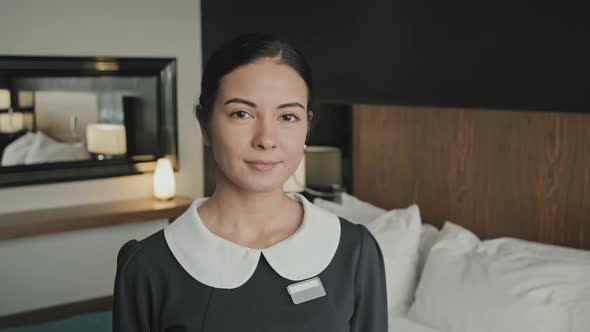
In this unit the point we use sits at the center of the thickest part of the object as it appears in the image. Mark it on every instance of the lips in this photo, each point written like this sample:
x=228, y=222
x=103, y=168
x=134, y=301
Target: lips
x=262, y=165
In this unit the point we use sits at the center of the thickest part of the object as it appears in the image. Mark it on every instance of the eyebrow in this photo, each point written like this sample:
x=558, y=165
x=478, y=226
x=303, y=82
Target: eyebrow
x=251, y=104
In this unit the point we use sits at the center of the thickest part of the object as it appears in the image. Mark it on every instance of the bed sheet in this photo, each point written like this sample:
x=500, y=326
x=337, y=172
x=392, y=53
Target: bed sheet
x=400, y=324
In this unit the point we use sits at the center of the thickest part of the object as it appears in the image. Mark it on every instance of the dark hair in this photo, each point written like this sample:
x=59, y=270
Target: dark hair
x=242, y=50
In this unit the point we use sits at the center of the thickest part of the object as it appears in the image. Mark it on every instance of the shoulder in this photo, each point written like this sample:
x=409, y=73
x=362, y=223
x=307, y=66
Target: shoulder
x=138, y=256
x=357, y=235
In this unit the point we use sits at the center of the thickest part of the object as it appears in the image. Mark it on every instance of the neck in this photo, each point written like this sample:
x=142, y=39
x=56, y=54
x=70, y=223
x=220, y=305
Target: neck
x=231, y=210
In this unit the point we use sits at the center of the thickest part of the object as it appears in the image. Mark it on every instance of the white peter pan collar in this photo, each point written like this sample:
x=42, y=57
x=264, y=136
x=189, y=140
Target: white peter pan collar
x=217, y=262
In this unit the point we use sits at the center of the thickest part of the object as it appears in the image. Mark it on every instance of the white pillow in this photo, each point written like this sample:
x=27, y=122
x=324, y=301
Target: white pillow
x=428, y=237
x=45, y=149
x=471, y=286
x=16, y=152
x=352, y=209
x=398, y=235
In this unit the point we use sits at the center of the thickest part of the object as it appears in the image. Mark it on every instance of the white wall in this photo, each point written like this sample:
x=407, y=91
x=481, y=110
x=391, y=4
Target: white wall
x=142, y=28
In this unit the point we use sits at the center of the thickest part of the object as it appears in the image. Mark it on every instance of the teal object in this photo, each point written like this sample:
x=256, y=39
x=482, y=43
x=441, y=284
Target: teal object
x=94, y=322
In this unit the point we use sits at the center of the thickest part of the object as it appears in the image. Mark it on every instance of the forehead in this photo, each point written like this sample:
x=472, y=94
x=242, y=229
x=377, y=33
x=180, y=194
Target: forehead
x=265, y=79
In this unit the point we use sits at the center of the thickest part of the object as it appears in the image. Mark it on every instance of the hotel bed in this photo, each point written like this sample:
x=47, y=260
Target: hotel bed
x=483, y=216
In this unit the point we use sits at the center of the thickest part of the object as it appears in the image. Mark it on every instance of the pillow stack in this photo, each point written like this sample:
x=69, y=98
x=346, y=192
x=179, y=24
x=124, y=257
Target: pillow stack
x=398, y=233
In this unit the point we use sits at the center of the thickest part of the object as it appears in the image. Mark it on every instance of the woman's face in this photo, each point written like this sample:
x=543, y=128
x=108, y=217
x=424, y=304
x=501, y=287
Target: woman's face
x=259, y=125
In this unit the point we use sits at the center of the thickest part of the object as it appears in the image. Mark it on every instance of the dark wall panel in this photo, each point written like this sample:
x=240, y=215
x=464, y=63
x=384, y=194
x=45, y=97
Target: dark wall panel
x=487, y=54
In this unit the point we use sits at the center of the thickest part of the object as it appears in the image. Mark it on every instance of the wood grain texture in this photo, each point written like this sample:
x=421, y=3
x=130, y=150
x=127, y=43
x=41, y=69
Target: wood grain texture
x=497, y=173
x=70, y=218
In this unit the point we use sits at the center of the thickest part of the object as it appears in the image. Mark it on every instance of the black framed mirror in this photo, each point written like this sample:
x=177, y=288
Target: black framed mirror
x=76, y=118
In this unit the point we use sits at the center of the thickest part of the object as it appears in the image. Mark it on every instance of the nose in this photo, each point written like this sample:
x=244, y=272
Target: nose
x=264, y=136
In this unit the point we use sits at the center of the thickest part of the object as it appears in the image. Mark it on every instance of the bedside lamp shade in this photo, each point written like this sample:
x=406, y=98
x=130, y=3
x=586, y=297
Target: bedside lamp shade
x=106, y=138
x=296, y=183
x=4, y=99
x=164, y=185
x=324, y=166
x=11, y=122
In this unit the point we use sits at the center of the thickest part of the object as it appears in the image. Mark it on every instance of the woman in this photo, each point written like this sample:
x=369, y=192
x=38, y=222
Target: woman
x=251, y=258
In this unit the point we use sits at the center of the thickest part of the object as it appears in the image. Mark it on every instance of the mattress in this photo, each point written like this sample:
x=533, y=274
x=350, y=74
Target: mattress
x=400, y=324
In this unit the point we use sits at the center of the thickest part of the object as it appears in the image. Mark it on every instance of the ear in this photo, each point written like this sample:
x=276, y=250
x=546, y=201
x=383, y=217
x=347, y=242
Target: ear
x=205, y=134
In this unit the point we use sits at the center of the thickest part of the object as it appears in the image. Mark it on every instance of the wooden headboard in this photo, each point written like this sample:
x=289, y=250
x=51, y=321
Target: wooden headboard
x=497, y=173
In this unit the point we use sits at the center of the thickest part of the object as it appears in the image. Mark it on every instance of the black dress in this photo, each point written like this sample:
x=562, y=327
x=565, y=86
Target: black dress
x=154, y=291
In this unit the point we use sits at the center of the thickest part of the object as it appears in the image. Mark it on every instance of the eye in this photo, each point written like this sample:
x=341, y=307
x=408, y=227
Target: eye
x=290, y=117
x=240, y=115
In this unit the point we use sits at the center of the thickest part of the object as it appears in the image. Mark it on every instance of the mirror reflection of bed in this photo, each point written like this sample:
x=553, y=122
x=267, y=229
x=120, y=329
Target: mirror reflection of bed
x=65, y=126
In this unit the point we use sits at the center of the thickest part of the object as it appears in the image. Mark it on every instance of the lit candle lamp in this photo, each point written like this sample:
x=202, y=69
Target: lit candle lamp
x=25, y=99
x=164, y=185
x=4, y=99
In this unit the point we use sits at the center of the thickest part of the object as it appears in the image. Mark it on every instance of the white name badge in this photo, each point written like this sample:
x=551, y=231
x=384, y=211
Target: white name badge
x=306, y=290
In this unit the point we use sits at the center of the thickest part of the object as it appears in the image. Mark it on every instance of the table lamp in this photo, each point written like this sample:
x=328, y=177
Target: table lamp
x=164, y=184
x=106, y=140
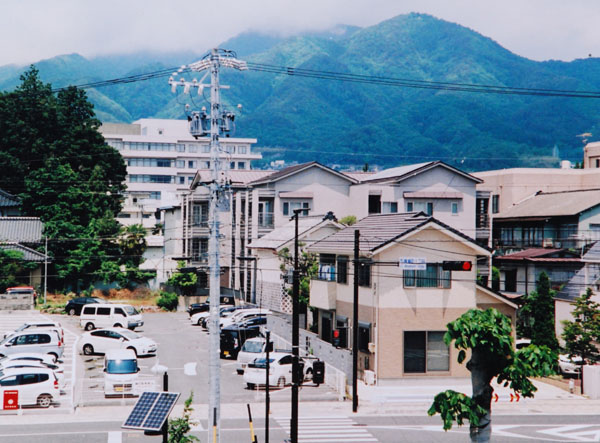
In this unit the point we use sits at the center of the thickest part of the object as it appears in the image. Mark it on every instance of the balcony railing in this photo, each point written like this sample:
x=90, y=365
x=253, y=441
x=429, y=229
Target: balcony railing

...

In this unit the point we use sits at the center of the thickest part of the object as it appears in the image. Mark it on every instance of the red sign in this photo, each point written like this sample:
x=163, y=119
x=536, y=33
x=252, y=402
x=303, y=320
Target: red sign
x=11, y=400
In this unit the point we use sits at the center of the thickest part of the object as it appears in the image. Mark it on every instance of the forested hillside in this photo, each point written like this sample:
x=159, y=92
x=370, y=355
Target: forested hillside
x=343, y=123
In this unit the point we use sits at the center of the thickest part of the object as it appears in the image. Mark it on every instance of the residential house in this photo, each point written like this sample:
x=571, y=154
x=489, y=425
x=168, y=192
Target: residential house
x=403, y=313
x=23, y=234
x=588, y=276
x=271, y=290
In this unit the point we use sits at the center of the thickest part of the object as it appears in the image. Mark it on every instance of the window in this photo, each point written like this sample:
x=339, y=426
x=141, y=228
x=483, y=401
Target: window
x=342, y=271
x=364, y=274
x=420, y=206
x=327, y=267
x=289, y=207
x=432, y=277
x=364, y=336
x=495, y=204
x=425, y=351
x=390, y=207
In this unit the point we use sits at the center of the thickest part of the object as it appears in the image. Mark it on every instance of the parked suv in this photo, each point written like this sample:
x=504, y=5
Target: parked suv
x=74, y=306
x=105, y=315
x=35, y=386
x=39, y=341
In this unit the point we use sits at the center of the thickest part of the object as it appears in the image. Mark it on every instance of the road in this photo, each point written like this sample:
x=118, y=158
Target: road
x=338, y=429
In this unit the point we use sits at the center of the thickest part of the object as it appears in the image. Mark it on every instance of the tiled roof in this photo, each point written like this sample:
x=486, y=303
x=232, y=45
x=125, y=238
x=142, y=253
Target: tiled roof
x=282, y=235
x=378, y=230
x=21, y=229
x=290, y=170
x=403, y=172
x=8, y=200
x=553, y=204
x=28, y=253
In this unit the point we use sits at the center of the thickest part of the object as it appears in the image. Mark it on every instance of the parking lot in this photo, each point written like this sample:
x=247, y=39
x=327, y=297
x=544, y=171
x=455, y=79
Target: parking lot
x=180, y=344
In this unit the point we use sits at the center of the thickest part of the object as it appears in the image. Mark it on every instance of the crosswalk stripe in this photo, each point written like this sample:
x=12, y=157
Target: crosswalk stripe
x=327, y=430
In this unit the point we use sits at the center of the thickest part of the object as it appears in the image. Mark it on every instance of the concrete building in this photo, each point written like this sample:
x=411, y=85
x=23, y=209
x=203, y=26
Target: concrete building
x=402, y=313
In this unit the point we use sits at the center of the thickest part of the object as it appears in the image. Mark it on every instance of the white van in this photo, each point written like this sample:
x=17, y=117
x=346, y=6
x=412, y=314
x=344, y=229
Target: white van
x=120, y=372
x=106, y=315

» **Stated exercise**
Reproduce verbatim the stretch of items above, from the line containing "the red sign" through the line containing "x=11, y=400", including both of those lines.

» **Solved exercise**
In this unit the point we use sits at the center of the thickest part of the object as it appears in the image. Mark it on every instance of the red sign in this photo, each point written like this sample:
x=163, y=119
x=536, y=33
x=252, y=402
x=303, y=320
Target: red sign
x=11, y=400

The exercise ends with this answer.